Document:
[BEGIN]
It began blandly enough, with members of the Finance Committee of Evanston/Skokie School District 65 discussing the arcane agenda item, “Space Capacity Options,” at their meeting Thursday evening.

Mostly they talked about several ways to relieve space pressures at Dewey and Willard schools.

It began blandly enough, with members of the Finance Committee of Evanston/Skokie School District 65 discussing the arcane agenda item, “Space Capacity Options,” at their meeting Thursday evening.

Mostly they talked about several ways to relieve space pressures at Dewey and Willard schools.

But before the meeting ended, committee members were talking about how to set up a referendum committee to sell the idea to voters of financing construction of a new school in the central core of Evanston.

A referendum would be required to sell bonds to obtain the funds to construct the school.

Board President Keith Terry reminded the committee that this was just the beginning of a discussion that would continue in earnest at Monday’s meeting of the full Board, where the issue labeled “Long-Term Planning to Address School Space Concerns” is item No. 20 on the agenda and that the only decision likely to come out of that meeting will be a definition of the process for moving forward with ideas for addressing the space capacity issues.
[END]
Given entries:
[BEGIN]
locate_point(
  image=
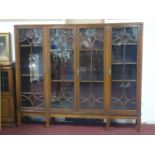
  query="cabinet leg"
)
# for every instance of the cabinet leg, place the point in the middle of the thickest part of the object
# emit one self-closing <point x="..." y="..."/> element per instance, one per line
<point x="18" y="119"/>
<point x="47" y="122"/>
<point x="107" y="123"/>
<point x="138" y="123"/>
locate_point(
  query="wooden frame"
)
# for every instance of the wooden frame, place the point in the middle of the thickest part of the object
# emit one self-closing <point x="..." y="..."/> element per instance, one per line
<point x="4" y="47"/>
<point x="107" y="113"/>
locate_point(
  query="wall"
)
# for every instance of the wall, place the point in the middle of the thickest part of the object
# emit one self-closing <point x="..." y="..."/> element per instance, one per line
<point x="148" y="73"/>
<point x="83" y="21"/>
<point x="148" y="78"/>
<point x="8" y="26"/>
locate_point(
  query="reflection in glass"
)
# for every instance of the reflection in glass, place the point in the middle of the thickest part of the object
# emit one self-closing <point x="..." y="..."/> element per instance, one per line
<point x="62" y="42"/>
<point x="62" y="64"/>
<point x="91" y="68"/>
<point x="117" y="72"/>
<point x="124" y="68"/>
<point x="91" y="95"/>
<point x="124" y="35"/>
<point x="91" y="38"/>
<point x="117" y="54"/>
<point x="131" y="53"/>
<point x="91" y="63"/>
<point x="31" y="68"/>
<point x="123" y="95"/>
<point x="62" y="95"/>
<point x="4" y="81"/>
<point x="30" y="37"/>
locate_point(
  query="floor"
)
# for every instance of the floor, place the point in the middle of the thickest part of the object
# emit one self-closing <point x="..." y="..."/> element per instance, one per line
<point x="77" y="129"/>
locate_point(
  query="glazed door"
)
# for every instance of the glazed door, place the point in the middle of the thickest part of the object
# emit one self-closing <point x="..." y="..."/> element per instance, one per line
<point x="31" y="68"/>
<point x="62" y="68"/>
<point x="124" y="68"/>
<point x="91" y="69"/>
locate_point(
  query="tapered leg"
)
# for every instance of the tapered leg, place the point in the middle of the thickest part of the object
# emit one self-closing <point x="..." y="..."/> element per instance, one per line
<point x="107" y="123"/>
<point x="138" y="123"/>
<point x="18" y="119"/>
<point x="47" y="121"/>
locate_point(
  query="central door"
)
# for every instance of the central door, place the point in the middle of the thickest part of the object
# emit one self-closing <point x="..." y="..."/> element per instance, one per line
<point x="62" y="68"/>
<point x="91" y="69"/>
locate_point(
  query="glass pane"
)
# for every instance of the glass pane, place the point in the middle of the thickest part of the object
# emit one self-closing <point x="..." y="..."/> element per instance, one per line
<point x="117" y="54"/>
<point x="62" y="65"/>
<point x="91" y="65"/>
<point x="4" y="81"/>
<point x="62" y="54"/>
<point x="62" y="95"/>
<point x="130" y="72"/>
<point x="91" y="95"/>
<point x="124" y="35"/>
<point x="131" y="53"/>
<point x="124" y="68"/>
<point x="91" y="38"/>
<point x="91" y="68"/>
<point x="117" y="72"/>
<point x="123" y="95"/>
<point x="62" y="68"/>
<point x="31" y="67"/>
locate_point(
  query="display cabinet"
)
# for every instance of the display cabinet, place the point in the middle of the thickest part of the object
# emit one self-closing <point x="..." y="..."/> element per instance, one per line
<point x="79" y="71"/>
<point x="7" y="95"/>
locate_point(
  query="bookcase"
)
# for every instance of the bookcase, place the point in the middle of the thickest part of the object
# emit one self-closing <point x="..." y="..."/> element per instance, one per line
<point x="7" y="94"/>
<point x="79" y="71"/>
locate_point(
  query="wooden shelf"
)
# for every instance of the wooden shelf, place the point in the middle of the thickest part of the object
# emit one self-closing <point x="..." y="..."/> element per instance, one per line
<point x="124" y="44"/>
<point x="91" y="49"/>
<point x="89" y="81"/>
<point x="123" y="80"/>
<point x="31" y="45"/>
<point x="62" y="80"/>
<point x="126" y="63"/>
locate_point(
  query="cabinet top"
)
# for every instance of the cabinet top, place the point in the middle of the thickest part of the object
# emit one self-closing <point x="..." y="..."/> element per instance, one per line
<point x="78" y="25"/>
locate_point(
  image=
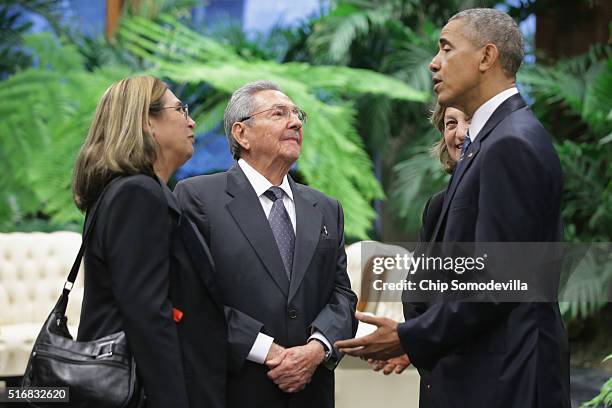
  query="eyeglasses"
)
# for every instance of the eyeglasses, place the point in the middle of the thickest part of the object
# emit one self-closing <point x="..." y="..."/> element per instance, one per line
<point x="282" y="112"/>
<point x="184" y="108"/>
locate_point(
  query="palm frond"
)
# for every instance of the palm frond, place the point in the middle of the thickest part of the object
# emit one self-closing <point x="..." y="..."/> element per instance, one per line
<point x="333" y="159"/>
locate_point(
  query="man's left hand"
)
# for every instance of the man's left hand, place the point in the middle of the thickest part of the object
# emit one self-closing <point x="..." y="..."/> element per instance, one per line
<point x="383" y="344"/>
<point x="298" y="366"/>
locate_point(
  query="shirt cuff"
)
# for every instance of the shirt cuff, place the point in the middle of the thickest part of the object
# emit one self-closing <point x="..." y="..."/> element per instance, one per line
<point x="319" y="336"/>
<point x="260" y="348"/>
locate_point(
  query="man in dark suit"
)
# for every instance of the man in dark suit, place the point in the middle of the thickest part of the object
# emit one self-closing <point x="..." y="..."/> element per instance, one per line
<point x="506" y="188"/>
<point x="278" y="248"/>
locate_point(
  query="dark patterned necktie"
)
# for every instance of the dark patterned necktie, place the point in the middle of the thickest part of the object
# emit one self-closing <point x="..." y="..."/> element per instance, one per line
<point x="466" y="144"/>
<point x="281" y="227"/>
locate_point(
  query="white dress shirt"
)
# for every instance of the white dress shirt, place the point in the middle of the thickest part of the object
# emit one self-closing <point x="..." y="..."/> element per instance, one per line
<point x="484" y="112"/>
<point x="260" y="184"/>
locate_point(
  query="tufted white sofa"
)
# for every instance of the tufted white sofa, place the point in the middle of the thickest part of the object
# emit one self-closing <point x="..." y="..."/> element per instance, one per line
<point x="33" y="268"/>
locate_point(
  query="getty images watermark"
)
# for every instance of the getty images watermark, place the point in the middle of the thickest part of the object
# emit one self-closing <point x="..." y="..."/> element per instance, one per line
<point x="481" y="272"/>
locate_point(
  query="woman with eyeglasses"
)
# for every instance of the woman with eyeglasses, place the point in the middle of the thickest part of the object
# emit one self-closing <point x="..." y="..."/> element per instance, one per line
<point x="139" y="277"/>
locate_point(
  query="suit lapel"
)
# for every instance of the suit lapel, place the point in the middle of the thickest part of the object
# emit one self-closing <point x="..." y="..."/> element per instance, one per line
<point x="246" y="210"/>
<point x="507" y="107"/>
<point x="308" y="230"/>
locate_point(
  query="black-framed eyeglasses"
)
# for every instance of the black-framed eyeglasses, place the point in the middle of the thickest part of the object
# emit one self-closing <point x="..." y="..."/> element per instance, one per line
<point x="281" y="112"/>
<point x="184" y="108"/>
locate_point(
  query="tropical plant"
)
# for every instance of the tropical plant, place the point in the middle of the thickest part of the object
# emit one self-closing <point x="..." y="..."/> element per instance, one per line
<point x="333" y="159"/>
<point x="572" y="98"/>
<point x="42" y="125"/>
<point x="604" y="398"/>
<point x="59" y="97"/>
<point x="13" y="27"/>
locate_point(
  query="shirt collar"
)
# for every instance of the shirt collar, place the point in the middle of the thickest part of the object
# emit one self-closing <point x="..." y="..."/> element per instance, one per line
<point x="484" y="112"/>
<point x="260" y="183"/>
[END]
Task 1:
From the District 65 article, copy the passage starting with "But before the" and going on through "construct the school.".
Task 2:
In the District 65 article, what item number is "Long-Term Planning to Address School Space Concerns" on the agenda for Monday's full Board meeting?
Task 3:
Condense the paragraph of the District 65 article that begins "Board President Keith Terry reminded" into a shorter version that keeps its main facts.

Worked solution 1:
But before the meeting ended, committee members were talking about how to set up a referendum committee to sell the idea to voters of financing construction of a new school in the central core of Evanston.

A referendum would be required to sell bonds to obtain the funds to construct the school.

Worked solution 2:
Item No. 20.

Worked solution 3:
Board President Keith Terry told the committee that this was only the start of a discussion that would continue at Monday's full Board meeting. There, "Long-Term Planning to Address School Space Concerns" is item No. 20 on the agenda. The only likely decision is a definition of the process for moving forward on the space capacity issues.